§ Your task
Rewrite every line of the listing below without the pictures. Scale each coordinate in the answers by 1.5, round to whole numbers with halves going up, and leave all other numbers unchanged.

§ Recorded data
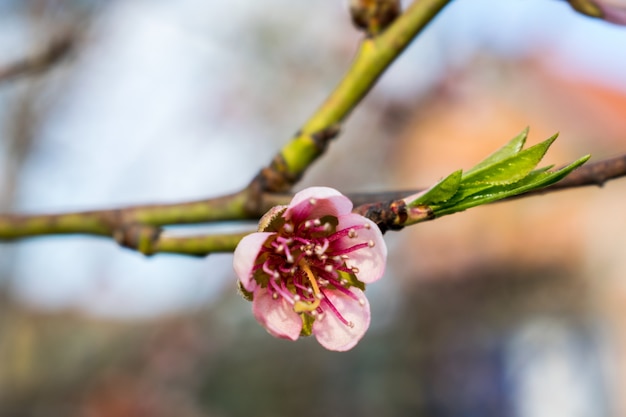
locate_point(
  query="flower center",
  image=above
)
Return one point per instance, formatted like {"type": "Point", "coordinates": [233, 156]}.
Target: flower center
{"type": "Point", "coordinates": [307, 260]}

§ Solved exercise
locate_point(
  query="flower center",
  image=above
)
Return one point per instance, formatted like {"type": "Point", "coordinates": [233, 156]}.
Target: flower center
{"type": "Point", "coordinates": [461, 390]}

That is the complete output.